** WORK REQUIRED **
Lines that contain the string "below" are the ones to list; copy all of them from the records.

◇ ◇ ◇ ◇ ◇

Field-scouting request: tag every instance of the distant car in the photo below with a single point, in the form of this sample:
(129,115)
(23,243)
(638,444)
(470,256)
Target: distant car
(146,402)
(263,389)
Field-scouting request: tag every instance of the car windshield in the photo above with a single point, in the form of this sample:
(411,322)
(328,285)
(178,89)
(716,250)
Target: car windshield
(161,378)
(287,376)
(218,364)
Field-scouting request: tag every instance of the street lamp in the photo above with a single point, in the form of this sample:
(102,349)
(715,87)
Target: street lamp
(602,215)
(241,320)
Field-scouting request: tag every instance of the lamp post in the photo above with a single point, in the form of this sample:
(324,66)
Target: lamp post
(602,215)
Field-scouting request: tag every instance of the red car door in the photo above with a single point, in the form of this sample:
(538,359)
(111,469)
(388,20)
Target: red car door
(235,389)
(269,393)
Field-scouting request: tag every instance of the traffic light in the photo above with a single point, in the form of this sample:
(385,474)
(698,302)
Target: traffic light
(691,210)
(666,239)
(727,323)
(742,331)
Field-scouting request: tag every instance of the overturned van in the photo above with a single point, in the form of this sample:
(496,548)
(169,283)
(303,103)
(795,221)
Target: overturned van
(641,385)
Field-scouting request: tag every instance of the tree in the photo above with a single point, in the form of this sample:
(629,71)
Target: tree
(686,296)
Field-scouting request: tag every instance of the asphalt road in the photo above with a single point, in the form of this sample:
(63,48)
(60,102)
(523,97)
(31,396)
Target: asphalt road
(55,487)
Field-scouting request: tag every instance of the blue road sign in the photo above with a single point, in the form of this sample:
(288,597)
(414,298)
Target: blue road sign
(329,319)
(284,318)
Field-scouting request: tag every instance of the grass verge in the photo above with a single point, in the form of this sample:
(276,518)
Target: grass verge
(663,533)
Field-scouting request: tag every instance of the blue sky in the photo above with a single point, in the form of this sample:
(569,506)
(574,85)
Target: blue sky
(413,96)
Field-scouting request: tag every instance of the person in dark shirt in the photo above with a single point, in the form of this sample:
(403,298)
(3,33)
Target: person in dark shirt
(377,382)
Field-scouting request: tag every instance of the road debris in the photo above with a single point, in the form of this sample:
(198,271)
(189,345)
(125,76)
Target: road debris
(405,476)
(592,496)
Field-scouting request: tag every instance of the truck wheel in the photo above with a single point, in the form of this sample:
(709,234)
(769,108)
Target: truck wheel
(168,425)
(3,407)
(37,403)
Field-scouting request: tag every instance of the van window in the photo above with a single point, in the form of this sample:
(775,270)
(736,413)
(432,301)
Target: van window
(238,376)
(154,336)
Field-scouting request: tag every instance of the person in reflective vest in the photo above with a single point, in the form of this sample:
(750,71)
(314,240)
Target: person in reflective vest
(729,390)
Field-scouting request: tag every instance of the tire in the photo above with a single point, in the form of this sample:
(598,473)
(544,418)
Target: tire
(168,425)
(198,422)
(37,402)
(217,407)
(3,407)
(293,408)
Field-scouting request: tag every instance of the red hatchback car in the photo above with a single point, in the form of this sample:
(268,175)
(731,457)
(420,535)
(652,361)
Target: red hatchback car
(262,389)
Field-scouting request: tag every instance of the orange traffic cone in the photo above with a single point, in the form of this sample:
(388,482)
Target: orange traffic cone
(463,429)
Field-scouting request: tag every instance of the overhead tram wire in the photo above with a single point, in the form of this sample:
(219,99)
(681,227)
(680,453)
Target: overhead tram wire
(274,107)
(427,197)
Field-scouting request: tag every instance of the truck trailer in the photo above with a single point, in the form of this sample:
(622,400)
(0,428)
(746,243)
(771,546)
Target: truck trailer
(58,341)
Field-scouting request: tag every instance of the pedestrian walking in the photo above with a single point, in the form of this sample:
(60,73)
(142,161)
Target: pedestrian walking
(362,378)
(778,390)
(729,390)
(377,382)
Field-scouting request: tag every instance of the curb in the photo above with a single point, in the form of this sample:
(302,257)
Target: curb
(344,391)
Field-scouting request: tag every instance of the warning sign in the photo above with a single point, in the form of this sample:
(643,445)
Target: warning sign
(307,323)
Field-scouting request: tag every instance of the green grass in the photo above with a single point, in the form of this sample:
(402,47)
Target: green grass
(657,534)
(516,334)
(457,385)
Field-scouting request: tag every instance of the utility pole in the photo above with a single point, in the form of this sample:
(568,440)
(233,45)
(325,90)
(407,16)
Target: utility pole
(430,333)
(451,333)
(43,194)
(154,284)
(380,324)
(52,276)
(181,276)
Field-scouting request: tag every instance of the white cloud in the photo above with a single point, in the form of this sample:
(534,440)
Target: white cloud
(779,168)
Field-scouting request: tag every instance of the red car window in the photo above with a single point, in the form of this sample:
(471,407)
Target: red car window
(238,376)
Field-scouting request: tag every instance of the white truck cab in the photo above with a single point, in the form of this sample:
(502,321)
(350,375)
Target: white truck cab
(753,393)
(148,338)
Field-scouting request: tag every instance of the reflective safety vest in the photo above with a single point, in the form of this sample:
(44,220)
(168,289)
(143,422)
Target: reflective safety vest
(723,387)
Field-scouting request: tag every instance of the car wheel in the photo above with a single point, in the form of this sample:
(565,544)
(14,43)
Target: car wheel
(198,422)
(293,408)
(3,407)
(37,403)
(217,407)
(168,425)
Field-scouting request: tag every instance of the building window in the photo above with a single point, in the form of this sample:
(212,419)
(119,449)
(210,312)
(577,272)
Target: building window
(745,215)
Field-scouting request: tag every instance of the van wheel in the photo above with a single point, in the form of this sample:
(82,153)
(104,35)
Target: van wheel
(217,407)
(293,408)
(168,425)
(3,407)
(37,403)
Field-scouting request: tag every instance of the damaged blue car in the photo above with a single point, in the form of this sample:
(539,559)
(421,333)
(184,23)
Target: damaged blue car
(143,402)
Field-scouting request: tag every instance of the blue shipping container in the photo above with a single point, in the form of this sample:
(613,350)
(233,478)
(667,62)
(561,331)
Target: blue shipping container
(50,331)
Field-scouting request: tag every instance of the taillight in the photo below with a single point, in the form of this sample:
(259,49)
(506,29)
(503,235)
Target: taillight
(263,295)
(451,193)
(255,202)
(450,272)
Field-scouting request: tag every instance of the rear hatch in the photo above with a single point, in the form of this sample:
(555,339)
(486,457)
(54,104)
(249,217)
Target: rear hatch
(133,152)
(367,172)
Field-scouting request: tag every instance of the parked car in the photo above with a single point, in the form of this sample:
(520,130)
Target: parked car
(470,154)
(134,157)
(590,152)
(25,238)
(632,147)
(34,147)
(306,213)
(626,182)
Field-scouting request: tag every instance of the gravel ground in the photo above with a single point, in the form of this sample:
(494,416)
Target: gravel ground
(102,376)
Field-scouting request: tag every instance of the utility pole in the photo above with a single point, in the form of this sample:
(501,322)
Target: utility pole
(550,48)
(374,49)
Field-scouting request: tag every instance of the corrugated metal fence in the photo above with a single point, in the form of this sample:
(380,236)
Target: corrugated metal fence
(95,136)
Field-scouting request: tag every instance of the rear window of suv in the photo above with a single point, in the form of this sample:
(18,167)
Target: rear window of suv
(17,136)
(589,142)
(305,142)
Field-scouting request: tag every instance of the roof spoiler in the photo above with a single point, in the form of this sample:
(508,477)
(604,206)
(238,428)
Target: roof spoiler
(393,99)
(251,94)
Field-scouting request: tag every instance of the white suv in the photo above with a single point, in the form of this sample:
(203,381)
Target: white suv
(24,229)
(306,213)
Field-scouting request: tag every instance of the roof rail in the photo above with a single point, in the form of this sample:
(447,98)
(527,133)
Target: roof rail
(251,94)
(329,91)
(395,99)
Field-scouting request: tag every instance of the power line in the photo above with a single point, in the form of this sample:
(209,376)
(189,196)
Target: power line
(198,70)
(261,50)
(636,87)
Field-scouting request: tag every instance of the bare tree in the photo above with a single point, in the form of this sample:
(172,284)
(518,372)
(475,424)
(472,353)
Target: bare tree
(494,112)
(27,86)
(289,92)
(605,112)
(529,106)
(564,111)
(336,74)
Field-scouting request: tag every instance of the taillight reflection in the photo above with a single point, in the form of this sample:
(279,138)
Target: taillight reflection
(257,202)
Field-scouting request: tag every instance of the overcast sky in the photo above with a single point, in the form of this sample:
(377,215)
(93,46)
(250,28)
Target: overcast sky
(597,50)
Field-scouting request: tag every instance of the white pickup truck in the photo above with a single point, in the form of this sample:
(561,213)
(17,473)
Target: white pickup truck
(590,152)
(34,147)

◇ ◇ ◇ ◇ ◇

** TASK OUTPUT **
Field-scouting request: tag every instance of the distant car in the photo below with a single point, in the form of this sample:
Field-scouting request: tag every instance of the taillight in the photo below with a single point, in the form of this sample:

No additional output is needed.